-- Start DATA LINES --

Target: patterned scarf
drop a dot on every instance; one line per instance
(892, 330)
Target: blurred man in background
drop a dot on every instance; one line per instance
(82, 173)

-- End DATA LINES --

**WRITTEN TASK**
Rescale every item above. Write out all the lines again, requests included, but multiply each coordinate in the answers by 2.5 and round it to a whole number, with halves rounding up.

**TASK RESULT**
Target: patterned scarf
drop a dot on every instance; one line per instance
(2230, 825)
Target: blurred man in background
drop a dot on every instance; one line per instance
(205, 433)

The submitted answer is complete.